** PROMPT 1 **
Answer these questions using the forum reply on Hibernate Search below.
(a) What do Lucene and Elasticsearch match instead of substrings?
(b) Which tokenizer splits text on spaces only?
(c) What does the reply say about the release status of Hibernate Search 6?

+++ DOCUMENT EXTRACT +++

Hibernate Search 6 TokenFilterDef, Could i use `token_chars` of NGramFilterFactory to define ngram?

yrodiere · October 1, 2019, 10:09am

Two things:

There is no direct equivalent to LIKE in Lucene/Elasticsearch, or at least not one that performs well enough to be considered. Lucene/Elasticsearch are about full-text search, so they take a different, more sensible approach: you don’t match “substrings”, you match “tokens” (words). There’s a decent introduction to full-text search in Hibernate Search 6’s documentation: Hibernate Search 6.0.11.Final: Reference Documentation Hibernate Search 6 is still in beta and APIs are vastly different but the concept is the same.
A single filter will not address all your problems. The idea is to find the right tokenizer/filter for each problem, and to combine them.

So, about the filter…

To make the query “nike” match the indexed text “nike 1234”, use a tokenizer. The whitespace tokenizer will tokenize on spaces only, the standard tokenizer will have more advanced behavior that tokenizes on punctuation, which may be what you’re looking for.

+++

** PROMPT 2 **
Extract every line of the records that contains the word "grey".

+++ PROVIDED DATA +++

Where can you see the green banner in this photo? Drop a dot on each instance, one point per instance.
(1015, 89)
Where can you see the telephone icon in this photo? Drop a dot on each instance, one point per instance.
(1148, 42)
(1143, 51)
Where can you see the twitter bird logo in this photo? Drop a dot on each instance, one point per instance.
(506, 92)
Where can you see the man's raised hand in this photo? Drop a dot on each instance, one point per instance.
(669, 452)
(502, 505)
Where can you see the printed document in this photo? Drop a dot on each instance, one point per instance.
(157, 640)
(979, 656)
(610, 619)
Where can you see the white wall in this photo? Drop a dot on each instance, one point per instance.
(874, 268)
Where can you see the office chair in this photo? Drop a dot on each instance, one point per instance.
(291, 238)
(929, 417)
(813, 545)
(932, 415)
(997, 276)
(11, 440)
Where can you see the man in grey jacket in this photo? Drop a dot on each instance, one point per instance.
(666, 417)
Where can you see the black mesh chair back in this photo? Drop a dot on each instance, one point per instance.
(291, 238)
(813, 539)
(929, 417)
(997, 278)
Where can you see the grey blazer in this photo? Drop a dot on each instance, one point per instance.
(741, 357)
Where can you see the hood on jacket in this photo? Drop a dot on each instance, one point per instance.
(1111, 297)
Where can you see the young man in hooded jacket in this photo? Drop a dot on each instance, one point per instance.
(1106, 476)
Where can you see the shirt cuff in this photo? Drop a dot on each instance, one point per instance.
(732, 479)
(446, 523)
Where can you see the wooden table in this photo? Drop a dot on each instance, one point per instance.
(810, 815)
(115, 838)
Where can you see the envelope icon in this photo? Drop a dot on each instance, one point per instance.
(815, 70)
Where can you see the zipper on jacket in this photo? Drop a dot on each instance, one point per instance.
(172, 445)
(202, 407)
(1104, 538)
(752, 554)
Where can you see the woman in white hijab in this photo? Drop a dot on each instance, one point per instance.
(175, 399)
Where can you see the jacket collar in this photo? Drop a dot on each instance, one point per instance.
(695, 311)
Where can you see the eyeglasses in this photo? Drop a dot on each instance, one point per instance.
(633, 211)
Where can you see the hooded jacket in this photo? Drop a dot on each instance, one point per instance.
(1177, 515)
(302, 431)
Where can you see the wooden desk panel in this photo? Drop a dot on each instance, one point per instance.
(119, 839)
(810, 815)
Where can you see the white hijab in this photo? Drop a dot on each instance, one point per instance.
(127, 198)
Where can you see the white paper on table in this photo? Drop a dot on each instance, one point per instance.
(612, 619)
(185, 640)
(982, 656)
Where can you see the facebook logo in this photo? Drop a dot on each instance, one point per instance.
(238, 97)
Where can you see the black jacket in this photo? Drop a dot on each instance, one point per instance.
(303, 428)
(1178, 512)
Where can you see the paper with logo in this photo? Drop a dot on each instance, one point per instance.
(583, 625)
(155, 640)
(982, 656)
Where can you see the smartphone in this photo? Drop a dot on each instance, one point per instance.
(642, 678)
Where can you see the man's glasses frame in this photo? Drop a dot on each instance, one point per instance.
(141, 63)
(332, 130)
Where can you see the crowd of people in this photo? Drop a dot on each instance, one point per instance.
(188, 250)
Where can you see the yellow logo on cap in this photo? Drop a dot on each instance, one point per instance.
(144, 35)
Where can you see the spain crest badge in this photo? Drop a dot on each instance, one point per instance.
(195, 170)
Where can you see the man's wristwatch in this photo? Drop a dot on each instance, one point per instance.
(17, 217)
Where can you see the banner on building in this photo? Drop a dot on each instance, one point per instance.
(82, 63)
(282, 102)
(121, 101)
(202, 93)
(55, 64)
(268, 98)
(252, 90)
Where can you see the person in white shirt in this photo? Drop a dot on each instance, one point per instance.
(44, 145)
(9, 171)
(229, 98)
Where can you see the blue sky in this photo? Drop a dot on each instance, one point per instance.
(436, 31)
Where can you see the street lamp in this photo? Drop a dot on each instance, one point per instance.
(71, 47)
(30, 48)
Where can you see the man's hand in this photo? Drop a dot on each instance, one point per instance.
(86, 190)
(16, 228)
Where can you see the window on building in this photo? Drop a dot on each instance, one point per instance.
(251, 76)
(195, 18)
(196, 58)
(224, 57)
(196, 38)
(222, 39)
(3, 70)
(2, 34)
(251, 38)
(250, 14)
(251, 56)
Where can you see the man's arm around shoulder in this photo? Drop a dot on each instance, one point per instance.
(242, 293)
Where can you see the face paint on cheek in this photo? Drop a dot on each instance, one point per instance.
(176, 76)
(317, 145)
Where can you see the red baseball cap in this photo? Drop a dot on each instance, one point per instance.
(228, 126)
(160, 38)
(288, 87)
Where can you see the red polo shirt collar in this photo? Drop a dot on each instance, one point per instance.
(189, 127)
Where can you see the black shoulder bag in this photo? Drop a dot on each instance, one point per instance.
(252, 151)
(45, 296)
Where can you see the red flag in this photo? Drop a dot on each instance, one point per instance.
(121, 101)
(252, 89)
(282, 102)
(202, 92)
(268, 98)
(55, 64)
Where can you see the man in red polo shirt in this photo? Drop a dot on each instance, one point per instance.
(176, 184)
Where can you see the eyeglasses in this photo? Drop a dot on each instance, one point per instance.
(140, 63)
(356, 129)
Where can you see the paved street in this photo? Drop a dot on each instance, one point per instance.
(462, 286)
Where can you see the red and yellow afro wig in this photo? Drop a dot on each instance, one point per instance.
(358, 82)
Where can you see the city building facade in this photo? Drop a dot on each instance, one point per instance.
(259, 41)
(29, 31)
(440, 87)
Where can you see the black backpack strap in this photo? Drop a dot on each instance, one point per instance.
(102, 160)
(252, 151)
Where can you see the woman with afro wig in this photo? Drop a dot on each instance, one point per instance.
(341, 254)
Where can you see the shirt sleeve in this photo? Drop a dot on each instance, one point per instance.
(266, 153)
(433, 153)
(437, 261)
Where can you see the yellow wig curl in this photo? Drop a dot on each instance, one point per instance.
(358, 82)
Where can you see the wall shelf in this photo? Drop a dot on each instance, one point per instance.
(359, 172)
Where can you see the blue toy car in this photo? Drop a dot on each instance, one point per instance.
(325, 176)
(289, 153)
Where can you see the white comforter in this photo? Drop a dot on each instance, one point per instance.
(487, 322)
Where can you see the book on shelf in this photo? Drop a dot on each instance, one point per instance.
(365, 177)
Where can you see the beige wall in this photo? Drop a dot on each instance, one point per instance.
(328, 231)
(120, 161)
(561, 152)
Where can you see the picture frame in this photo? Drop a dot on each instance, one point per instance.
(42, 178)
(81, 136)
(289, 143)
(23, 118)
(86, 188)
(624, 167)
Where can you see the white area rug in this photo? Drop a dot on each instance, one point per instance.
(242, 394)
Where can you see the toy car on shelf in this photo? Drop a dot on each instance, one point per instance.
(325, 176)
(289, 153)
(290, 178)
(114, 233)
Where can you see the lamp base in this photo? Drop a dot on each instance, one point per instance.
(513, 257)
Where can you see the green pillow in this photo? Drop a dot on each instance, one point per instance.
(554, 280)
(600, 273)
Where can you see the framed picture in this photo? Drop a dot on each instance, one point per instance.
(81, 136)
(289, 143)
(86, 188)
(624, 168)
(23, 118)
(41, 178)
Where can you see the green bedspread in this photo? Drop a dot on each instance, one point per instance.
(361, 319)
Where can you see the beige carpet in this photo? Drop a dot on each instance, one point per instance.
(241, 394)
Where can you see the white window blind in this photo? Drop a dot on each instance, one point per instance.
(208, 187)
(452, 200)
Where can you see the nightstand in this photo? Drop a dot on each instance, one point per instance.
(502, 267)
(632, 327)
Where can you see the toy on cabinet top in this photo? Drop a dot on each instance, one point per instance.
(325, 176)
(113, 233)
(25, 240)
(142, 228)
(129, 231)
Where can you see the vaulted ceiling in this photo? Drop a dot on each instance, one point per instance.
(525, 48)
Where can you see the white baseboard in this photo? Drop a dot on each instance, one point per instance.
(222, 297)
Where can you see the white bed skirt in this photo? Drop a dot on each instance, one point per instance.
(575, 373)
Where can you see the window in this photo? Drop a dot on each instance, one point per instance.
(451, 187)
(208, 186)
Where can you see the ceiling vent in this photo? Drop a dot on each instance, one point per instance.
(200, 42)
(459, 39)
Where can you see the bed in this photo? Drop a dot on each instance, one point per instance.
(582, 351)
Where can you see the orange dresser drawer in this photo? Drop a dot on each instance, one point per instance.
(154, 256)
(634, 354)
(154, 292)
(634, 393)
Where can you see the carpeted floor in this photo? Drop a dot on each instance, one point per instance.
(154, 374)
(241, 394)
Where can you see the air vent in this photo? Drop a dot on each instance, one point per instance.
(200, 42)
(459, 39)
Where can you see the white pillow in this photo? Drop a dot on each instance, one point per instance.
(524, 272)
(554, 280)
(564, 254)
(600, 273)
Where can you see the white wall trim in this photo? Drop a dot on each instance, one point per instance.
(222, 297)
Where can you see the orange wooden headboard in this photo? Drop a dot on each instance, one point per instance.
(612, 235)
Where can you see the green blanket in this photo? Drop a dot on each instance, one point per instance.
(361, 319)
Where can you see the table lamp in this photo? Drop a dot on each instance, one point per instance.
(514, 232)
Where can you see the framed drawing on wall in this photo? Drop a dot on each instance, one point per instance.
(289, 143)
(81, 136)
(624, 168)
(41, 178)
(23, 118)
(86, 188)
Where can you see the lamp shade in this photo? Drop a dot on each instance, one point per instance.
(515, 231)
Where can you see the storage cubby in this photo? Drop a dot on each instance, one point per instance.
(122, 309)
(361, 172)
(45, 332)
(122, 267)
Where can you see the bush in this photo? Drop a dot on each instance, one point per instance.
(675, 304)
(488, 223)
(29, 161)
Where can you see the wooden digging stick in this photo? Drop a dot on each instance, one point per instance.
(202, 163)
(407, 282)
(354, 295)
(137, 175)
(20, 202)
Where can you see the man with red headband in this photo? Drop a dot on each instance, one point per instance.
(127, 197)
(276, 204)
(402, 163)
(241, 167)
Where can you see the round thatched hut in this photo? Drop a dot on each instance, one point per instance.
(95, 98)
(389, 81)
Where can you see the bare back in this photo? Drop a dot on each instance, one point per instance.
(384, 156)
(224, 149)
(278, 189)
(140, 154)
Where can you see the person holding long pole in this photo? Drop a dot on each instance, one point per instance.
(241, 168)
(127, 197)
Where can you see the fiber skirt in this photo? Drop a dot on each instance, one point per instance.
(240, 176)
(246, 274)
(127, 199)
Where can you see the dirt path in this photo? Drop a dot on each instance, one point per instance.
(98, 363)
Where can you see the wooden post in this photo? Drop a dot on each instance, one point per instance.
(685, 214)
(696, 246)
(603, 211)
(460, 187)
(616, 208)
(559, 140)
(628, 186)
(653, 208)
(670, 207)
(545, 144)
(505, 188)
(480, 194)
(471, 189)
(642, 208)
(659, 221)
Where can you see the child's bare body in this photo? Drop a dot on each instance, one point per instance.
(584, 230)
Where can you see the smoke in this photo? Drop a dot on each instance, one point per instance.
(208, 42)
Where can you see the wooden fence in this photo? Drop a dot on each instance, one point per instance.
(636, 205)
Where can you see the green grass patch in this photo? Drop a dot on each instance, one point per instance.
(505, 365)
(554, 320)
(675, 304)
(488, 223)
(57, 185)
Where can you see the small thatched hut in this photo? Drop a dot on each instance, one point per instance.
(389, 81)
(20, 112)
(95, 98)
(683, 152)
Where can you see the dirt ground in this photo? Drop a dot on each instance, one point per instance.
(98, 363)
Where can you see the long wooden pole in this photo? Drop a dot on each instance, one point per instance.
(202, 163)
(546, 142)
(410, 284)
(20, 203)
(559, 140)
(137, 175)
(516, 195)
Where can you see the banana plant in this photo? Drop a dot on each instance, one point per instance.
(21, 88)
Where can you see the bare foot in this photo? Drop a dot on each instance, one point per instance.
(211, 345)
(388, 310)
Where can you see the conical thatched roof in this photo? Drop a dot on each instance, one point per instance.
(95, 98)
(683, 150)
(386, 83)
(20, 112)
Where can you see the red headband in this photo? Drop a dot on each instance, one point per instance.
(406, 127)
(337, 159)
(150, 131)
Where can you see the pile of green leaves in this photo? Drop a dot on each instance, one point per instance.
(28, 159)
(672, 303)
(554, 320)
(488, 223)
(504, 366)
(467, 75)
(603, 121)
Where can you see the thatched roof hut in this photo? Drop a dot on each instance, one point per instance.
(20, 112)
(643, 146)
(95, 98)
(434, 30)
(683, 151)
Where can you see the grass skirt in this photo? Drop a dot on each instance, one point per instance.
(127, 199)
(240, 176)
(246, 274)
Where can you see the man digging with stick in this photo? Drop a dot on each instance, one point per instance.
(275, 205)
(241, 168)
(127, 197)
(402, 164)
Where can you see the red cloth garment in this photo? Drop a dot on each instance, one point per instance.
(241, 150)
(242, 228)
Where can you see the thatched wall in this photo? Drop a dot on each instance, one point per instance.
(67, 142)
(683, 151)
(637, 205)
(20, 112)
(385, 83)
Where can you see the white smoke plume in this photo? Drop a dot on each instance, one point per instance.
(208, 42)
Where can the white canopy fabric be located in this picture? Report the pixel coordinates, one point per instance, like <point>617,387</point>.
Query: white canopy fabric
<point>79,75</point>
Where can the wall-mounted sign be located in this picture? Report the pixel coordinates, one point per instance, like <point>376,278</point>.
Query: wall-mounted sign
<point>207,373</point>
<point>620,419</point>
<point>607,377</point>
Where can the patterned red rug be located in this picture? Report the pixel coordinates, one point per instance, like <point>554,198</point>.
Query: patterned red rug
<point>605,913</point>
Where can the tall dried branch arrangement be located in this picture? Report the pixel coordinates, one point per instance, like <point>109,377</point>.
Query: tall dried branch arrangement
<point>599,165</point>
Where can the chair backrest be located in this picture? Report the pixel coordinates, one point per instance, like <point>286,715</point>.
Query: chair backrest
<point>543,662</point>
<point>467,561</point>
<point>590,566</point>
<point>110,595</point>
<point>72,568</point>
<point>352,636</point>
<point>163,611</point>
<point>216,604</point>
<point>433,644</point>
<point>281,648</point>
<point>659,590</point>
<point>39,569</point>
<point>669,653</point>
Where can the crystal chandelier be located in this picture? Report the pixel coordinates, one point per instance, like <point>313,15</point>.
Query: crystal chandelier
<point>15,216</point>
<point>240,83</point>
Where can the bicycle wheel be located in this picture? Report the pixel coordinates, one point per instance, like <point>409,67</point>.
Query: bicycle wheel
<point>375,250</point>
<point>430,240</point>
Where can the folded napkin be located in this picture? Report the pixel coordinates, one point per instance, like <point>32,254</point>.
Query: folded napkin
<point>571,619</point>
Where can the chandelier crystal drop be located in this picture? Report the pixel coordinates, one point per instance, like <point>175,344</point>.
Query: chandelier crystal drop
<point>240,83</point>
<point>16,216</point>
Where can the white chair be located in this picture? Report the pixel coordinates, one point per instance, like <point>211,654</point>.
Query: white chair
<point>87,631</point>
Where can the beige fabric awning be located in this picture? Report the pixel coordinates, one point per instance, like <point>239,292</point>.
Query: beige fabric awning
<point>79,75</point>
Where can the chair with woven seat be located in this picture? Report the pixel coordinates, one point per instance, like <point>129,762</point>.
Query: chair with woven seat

+++

** EXERCISE OUTPUT 1 **
(a) Tokens (words).
(b) The whitespace tokenizer.
(c) It is still in beta.

** EXERCISE OUTPUT 2 **
Where can you see the man in grey jacket in this photo? Drop a dot on each instance, one point per instance.
Where can you see the grey blazer in this photo? Drop a dot on each instance, one point per instance.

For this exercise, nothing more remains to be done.